**Task requirements**
Return every line of the records below word for word, but leave the pictures out.

**Excerpts from a pointing dataset**
****************

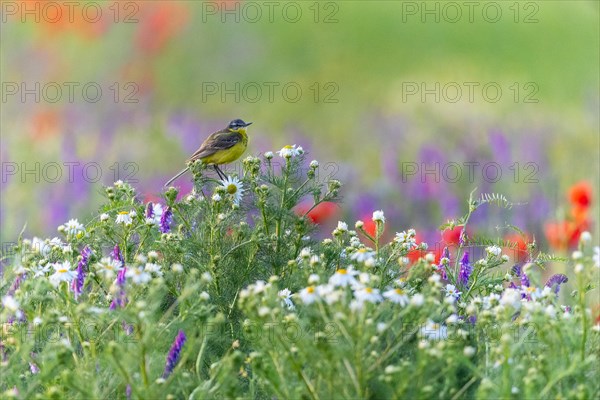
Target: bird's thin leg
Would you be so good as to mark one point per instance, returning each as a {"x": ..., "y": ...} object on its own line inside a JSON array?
[{"x": 219, "y": 172}]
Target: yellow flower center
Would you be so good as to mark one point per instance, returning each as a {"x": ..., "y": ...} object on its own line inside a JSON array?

****************

**Answer**
Target: bird's thin leg
Would you be so good as to mark one point per instance, returning each as a {"x": ..., "y": ...} object on its own line inside a JSON array?
[{"x": 219, "y": 172}]
Target: yellow flower center
Would you be so good as to mark one point per instance, returning each as a {"x": ..., "y": ...} object on its own line inside a JSON array?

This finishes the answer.